* [LISTED RECORDS]:
========================

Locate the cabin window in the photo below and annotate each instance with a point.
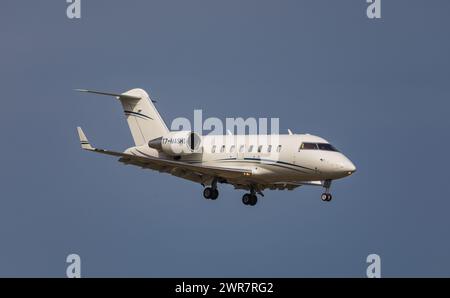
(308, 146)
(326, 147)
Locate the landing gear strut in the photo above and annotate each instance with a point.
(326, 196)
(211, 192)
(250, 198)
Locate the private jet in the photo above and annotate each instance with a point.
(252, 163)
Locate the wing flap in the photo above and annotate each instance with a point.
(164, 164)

========================

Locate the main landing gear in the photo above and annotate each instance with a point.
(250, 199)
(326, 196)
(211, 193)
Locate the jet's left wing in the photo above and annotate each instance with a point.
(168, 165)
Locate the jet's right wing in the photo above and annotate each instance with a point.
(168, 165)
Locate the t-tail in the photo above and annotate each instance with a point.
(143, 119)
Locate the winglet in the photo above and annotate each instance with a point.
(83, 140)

========================

* [WHAT TO DO]:
Please identify every line in the rows above that contains the word "landing", and copy each one.

* [RESPONSE TO THIS EXERCISE]:
Locate the landing gear strut in the photo above and annotate each instance with a point.
Locate the main landing gear in the photo above and annotate each instance with a point.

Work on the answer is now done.